The appellant responds:

 

…[T]he Municipality has not provided a satisfactory explanation for waiting [106] days after the 35 days limitation period expired before raising the section 13 [exemption].

 

…[T]here would not be any harm to the Municipality if this new [exemption] was not considered for adjudication since the argument relating to the safety, health and security  has been addressed [under the personal privacy exemption].

 

In the circumstances of this appeal, I have decided to permit the Municipality to raise the section 13 exemption.  I have reached this conclusion for the following reasons:

 

  • the Municipality’s concerns regarding safety, health and security were known to the appellant prior to the section 13 exemption being raised;

 

  • the appellant will not be prejudiced by the consideration of the section 13 exemption; and

 

  • although it is a discretionary exemption, section 13 engages the interests of the affected person, who could suffer significant prejudice were I not to allow the Municipality’s late exemption claim.

 

Accordingly, I will consider the section 13 exemption claim for Record 40.

 

Section 10(1) was also raised by the Municipality at the time that it raised section 13.  However, section 10(1) is a mandatory exemption section and 11.01 of the Code does not apply. Accordingly, I will consider its application to Records 67A and 69A.

                                      

DANGER TO SAFETY OR HEALTH

 

Introduction

 

The Municipality is relying upon section 13 to deny access to the severed portions of Record 40.  Record 40 is comprised of 33 pages of building plans relating to the construction of a compound at a specified address that contains the affected person’s home and research facility.  The plans contain drawings and provide specific details regarding construction specifications, materials, room locations and security features.  There are also two consultant reports attached to one of the building plans. One consultant report provides an architectural and engineering assessment regarding the stud specifications required to meet the needs of the construction project.  The other consultant report sets out the specifications and costs of constructing a particular phase of the project.

INFORMATION GIVEN:
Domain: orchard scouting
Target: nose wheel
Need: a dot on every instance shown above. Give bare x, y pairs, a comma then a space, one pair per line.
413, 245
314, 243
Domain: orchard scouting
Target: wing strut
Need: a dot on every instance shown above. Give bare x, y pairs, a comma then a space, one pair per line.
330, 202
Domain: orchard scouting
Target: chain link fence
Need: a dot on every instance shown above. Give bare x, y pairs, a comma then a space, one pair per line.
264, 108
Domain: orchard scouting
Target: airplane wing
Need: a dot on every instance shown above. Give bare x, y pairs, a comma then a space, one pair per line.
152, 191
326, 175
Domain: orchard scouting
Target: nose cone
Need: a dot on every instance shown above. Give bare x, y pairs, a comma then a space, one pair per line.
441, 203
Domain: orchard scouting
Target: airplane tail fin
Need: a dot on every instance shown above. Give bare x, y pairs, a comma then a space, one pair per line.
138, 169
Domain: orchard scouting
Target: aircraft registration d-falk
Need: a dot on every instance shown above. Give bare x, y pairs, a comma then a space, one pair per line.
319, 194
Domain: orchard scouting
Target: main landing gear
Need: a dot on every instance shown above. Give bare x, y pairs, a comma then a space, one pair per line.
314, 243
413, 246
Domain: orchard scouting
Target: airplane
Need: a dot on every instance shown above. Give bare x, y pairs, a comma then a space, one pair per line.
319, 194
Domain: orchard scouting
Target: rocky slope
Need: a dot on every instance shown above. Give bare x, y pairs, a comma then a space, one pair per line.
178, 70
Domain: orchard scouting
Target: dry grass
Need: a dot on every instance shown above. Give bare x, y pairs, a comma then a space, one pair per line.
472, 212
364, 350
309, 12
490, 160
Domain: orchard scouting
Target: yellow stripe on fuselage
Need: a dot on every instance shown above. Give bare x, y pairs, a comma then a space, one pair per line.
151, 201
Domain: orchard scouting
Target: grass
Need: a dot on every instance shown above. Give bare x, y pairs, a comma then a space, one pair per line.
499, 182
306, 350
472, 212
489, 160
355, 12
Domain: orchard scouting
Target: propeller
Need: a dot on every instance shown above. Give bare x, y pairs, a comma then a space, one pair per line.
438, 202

REQUEST: Reproduce the appeal decision excerpt above in full, word for word.

TASK OUTPUT:
The appellant responds:

 

…[T]he Municipality has not provided a satisfactory explanation for waiting [106] days after the 35 days limitation period expired before raising the section 13 [exemption].

 

…[T]here would not be any harm to the Municipality if this new [exemption] was not considered for adjudication since the argument relating to the safety, health and security  has been addressed [under the personal privacy exemption].

 

In the circumstances of this appeal, I have decided to permit the Municipality to raise the section 13 exemption.  I have reached this conclusion for the following reasons:

 

  • the Municipality’s concerns regarding safety, health and security were known to the appellant prior to the section 13 exemption being raised;

 

  • the appellant will not be prejudiced by the consideration of the section 13 exemption; and

 

  • although it is a discretionary exemption, section 13 engages the interests of the affected person, who could suffer significant prejudice were I not to allow the Municipality’s late exemption claim.

 

Accordingly, I will consider the section 13 exemption claim for Record 40.

 

Section 10(1) was also raised by the Municipality at the time that it raised section 13.  However, section 10(1) is a mandatory exemption section and 11.01 of the Code does not apply. Accordingly, I will consider its application to Records 67A and 69A.

                                      

DANGER TO SAFETY OR HEALTH

 

Introduction

 

The Municipality is relying upon section 13 to deny access to the severed portions of Record 40.  Record 40 is comprised of 33 pages of building plans relating to the construction of a compound at a specified address that contains the affected person’s home and research facility.  The plans contain drawings and provide specific details regarding construction specifications, materials, room locations and security features.  There are also two consultant reports attached to one of the building plans. One consultant report provides an architectural and engineering assessment regarding the stud specifications required to meet the needs of the construction project.  The other consultant report sets out the specifications and costs of constructing a particular phase of the project.